═══ MATERIAL FOR THIS EXERCISE ═══
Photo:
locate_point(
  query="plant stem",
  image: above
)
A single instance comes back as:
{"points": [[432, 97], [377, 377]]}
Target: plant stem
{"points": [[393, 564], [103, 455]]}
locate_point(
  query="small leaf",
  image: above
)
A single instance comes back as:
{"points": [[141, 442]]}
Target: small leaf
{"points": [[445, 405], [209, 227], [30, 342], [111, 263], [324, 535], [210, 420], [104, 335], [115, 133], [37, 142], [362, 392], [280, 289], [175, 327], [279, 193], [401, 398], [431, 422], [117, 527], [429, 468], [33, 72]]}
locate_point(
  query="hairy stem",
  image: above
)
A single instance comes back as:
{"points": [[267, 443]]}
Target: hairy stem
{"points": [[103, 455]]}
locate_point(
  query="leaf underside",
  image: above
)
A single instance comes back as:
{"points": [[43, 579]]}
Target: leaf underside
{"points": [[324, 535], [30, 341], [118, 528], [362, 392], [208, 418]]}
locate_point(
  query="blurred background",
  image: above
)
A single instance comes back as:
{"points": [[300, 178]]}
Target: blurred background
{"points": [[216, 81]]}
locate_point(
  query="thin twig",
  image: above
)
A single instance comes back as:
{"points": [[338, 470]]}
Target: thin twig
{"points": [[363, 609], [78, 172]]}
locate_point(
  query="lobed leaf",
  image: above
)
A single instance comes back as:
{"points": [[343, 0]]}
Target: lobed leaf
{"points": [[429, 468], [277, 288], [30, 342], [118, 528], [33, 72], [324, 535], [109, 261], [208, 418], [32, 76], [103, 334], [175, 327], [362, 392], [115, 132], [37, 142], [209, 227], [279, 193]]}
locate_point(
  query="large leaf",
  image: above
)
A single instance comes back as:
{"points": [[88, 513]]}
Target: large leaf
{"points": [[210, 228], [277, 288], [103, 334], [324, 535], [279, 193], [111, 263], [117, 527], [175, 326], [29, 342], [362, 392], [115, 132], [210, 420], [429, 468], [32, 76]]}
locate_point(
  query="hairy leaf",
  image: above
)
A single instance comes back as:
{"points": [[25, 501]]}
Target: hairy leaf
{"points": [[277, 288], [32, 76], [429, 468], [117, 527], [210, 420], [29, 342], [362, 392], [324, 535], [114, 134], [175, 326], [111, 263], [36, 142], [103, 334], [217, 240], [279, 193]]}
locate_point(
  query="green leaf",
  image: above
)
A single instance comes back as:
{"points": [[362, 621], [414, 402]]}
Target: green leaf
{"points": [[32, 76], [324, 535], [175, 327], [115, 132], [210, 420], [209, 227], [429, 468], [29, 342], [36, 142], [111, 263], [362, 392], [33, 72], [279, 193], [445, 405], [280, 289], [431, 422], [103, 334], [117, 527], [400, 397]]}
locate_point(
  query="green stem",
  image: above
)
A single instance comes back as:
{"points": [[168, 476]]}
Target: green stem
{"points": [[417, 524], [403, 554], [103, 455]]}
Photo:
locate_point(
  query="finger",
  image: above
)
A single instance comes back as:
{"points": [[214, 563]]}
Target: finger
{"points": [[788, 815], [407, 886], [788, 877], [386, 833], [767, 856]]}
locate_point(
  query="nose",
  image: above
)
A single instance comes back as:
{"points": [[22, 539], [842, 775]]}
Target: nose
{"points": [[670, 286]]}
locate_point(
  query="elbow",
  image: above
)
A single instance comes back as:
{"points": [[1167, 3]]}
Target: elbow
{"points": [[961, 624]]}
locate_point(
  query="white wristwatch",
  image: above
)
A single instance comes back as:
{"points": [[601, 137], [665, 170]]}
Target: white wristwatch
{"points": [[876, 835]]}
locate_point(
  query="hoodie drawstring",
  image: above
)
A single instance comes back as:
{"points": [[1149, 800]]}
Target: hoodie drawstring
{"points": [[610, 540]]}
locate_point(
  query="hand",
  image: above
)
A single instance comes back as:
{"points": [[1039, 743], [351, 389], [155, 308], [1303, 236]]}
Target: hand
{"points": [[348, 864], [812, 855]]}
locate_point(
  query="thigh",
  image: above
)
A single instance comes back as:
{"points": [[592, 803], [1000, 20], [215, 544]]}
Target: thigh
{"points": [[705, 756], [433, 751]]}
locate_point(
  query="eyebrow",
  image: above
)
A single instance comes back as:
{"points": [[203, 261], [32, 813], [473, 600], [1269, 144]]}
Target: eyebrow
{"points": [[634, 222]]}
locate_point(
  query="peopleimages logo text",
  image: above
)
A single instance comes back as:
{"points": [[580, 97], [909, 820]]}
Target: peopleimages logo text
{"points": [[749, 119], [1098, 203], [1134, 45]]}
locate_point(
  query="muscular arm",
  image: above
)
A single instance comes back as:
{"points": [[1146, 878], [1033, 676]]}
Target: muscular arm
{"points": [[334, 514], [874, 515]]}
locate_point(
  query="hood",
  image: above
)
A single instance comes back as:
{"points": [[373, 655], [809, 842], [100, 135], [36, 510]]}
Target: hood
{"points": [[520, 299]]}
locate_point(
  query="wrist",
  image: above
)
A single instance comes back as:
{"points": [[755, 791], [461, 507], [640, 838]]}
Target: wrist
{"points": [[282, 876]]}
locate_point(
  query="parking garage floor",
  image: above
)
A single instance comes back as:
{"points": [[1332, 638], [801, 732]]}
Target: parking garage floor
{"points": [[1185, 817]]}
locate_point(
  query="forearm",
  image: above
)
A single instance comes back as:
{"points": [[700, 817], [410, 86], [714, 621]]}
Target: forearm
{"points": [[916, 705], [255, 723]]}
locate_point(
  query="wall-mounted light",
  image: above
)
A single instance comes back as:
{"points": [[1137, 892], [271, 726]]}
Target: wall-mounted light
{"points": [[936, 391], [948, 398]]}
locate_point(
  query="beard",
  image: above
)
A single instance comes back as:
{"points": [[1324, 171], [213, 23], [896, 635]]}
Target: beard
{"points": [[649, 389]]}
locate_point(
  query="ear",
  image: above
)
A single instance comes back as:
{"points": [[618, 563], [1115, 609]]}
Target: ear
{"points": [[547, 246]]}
═══
Report each line of the material above that contains the word "stem", and copy every such line in full.

  query="plant stem",
Target: plant stem
  query="hairy stem",
Target: hairy stem
  query="green stem",
Target: green stem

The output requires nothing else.